* _Instructions to follow_
Would you write out the entries below word for word, omitting the pictures?

Top of Information supplied

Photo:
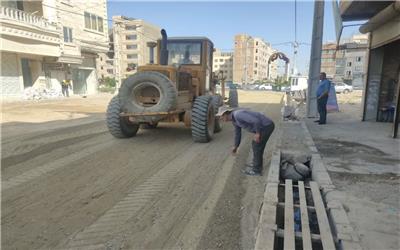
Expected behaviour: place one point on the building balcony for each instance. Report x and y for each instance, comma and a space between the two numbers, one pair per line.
23, 32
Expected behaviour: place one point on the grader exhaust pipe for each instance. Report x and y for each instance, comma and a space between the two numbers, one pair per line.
163, 50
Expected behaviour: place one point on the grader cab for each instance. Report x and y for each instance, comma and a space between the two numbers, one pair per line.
179, 88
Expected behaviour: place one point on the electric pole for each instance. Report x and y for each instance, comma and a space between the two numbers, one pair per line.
315, 58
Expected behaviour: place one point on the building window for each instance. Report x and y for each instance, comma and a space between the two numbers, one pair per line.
93, 22
130, 27
131, 37
131, 46
67, 34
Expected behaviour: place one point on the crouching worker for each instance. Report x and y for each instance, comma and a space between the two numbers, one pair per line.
254, 122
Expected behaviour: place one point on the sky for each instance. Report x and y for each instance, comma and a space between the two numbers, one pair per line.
220, 21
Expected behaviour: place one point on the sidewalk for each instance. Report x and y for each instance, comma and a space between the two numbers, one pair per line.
364, 164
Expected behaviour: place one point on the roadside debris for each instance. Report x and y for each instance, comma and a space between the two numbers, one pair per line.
295, 167
290, 113
31, 93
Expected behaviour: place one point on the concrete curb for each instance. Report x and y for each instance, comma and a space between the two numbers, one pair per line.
346, 237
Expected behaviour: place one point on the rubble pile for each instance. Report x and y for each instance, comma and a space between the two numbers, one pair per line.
290, 113
296, 168
39, 94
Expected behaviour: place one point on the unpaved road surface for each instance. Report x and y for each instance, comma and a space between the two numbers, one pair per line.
68, 184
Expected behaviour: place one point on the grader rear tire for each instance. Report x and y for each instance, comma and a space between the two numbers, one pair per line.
203, 119
119, 126
150, 84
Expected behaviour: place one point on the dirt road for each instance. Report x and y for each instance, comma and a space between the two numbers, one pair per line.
67, 183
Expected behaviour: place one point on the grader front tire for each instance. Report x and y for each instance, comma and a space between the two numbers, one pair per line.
119, 126
203, 119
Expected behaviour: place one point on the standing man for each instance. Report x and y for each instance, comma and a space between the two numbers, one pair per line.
254, 122
65, 85
322, 97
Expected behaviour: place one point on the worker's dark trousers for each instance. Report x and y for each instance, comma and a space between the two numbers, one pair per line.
321, 103
258, 148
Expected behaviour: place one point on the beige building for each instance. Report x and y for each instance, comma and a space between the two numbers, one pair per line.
130, 37
223, 61
346, 63
250, 62
45, 42
105, 61
328, 59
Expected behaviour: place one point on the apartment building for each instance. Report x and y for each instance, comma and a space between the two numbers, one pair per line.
223, 62
250, 62
328, 59
347, 62
130, 37
45, 42
105, 61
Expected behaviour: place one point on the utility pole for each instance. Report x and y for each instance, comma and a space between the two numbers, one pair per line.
315, 58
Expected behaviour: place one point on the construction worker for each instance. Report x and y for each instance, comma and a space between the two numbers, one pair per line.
254, 122
65, 85
322, 97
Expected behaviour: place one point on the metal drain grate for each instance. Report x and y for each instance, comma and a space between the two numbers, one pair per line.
305, 223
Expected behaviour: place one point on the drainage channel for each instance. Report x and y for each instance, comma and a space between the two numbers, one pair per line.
296, 212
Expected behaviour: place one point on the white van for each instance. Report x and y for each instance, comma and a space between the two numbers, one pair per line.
298, 83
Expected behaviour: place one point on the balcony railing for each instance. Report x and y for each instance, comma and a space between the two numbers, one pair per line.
25, 17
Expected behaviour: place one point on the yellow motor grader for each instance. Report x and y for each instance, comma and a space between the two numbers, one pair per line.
180, 87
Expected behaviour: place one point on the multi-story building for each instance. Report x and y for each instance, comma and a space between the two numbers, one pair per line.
45, 42
347, 62
223, 61
105, 61
328, 59
250, 61
130, 37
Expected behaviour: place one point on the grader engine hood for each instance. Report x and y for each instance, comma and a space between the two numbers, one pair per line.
168, 71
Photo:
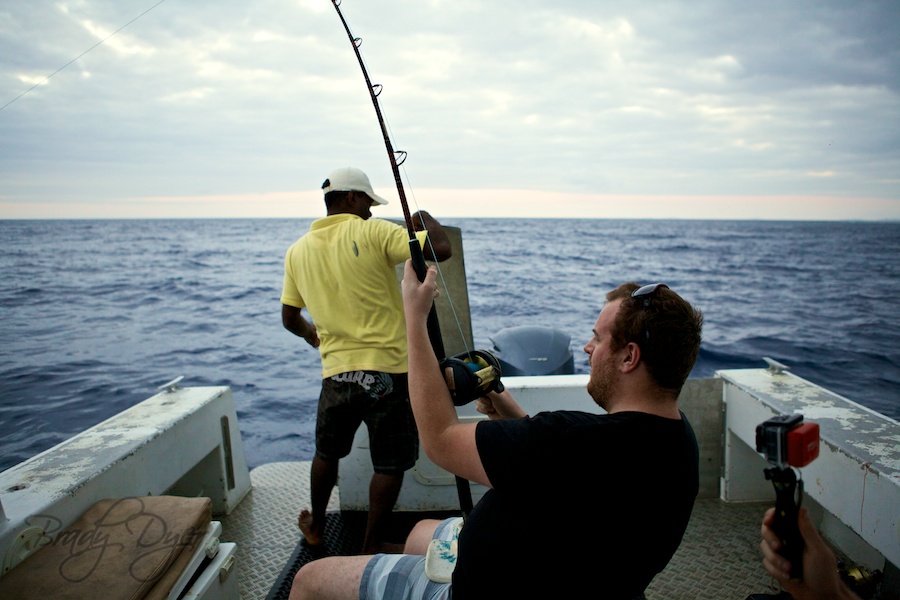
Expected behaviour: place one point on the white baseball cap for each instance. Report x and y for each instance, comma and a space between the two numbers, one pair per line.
350, 179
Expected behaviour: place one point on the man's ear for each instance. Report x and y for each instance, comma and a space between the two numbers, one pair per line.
631, 357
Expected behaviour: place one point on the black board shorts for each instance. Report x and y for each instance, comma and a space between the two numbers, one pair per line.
381, 401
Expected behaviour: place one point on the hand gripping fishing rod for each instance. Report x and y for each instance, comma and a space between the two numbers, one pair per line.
415, 250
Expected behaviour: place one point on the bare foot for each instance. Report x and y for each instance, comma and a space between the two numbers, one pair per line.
310, 530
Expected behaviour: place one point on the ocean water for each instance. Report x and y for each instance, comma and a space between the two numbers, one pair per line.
94, 315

Bottom of Information supplied

* _Your response_
Photo:
Expected behaviour: place one point on the building balcony for each instance. Report x and y for each instance, comma and a space between the two numbers, one pair per line.
23, 32
Expected behaviour: place one point on the grader exhaust pipe for each instance. Report x and y for each instance, comma and a space between the two numbers, one pair per line.
163, 50
Expected behaviour: place one point on the grader cab for each instance. Report x and y for each instance, comma and a space between the two numbers, one pair per line.
179, 88
Expected behaviour: place one point on the electric pole for each instance. Report x and y for each instance, comma and a space between the two numbers, one pair per line.
315, 58
Expected behaviour: place one point on the building window for each instance. Report x and y for each instance, comma and a space between the two numbers, one pair per line.
93, 22
130, 27
131, 37
131, 46
67, 34
Expected behaviour: place one point on the crouching worker for each instance. Report x and y for each instance, comma and a space between the two numbers, one pair per line.
254, 122
Expected behaviour: place one point on the sky for each instance. Report x and y for each instance, comma and a space between the two numbers, one pair per line.
220, 21
Expected behaviour: place one point on the sidewalk for each instance. Report x and y for each instance, comma and a space between the two numbers, one pair per line.
364, 164
Expected behaviour: place one point on the roadside debris for each instance. Report x and y for each instance, comma and a space between the two numbers, one pair per line.
295, 167
290, 113
31, 93
Expected behaviour: place one point on the concrete curb for each instance. Report x and y for each instance, comma and a space between the two numbers, one pair per line.
346, 237
Expected behaviour: place one point on the rubble pile for each instance. Report x and y for each instance, comma and a space between the two numbers, one pair per line.
290, 113
296, 168
39, 94
Expected behaviour: place one point on the unpaved road surface for each instance. Report x and y for each instance, comma and a space between the two numbers, one pair per line.
68, 184
Expected behaviour: place one point on the grader rear tire for each instance. Report x and y for each instance, comma and a space between the two numbers, one pair per line.
203, 119
119, 126
150, 84
Expected behaviour: place one point on the dirt road for each instance. Report x and y for each instance, comma and a space between the two numbers, one pair per line.
67, 183
Expected behaviour: place one point on the grader front tire for each instance. Report x and y for each instance, comma and a space between the two numbers, one pair per line.
119, 126
203, 119
Expected behaviour: place one point on the standing man for each instance. Report x and y for each instance, comma and a space between the two numbers, one pair per line.
254, 122
65, 85
322, 97
Expected behaviour: place one point on the worker's dark trousers for each instance. Report x and y for each instance, comma and a space between the two numbers, one pair per line.
321, 103
258, 148
Expected behaviour: place one point on the beige building for each instance. Report x and y for each instance, comma and a space between the two numbers, one pair per line.
130, 37
223, 61
346, 63
250, 62
45, 42
105, 61
328, 59
Expected behaviour: place one point on the apartment building for each instance. Report x and y for each instance, comma and a space between the two numbers, one pair per line.
223, 62
250, 62
328, 59
347, 62
130, 37
45, 42
105, 61
Expected behaviour: place one point on the utility pole for each instance. Report x and y for each instance, comma and a space between the two numbers, one pair per line.
315, 58
Expected behaviour: place one point on the construction worker for each instance. Report x and y for each instance, comma and a space between the two numbers, one pair per line.
254, 122
65, 85
322, 97
Expected behaviour: place one point on the metal drain grate for each instance. Report x and y for each instance, comma and a space between the two numbers, one pair per line.
305, 223
Expected behaviour: place one point on the drainage channel for each instance. Report x and y for each instance, comma and a space between the two numbers, one pair per line.
296, 212
Expected behaviour: place one point on the white van for each instance. Report x and y for each instance, comma and a space between the two numbers, one pair per line.
298, 83
Expected behaviour: place one point on the balcony railing for each instance. Report x and y for each instance, comma and a space between the two numbers, one pair per line.
25, 17
Expected behaviour: place one point on the yellow motor grader for each instance. Report x and y for each instance, comma and a space between the two numbers, one pair per line.
180, 87
Expected behaviour: place one point on the multi-story building for each instance. Report x and y for each instance, comma and a space between the two numbers, one pair per line.
45, 42
347, 62
223, 61
105, 61
328, 59
250, 61
130, 37
Expected behaviour: place one point on the grader engine hood for each instance. Report x and y for each instance, comma and a space between the two numbers, one pair per line.
168, 71
Photo:
Expected behaviour: place one point on the white baseball cap for each instance. Report x and y for each instance, comma and a space between the two numbers, one pair per line.
350, 179
Expected behaviour: place one point on the man's ear for each instance. Report x and y for each instance, comma and a space between the two numbers, one pair per line.
631, 357
Expected behaviour: place one point on the black board shorts for each instance. Report x and y for each instance, comma and a space between the two numbers, one pair per line.
381, 401
Expected behaviour: place one point on the hand gripping fishing rod for each instance. Report x and y for each instance, comma and a space between the two numbers, one pair per line.
415, 250
Expected behaviour: place one point on the bare foot for each instance. Report x and y for each instance, comma and a space between the two numbers, one pair per line.
310, 530
Expected behaviour: place one point on the ocean water for each instance. Report x and y for each instance, comma and a space between the two numbers, one pair per line.
94, 315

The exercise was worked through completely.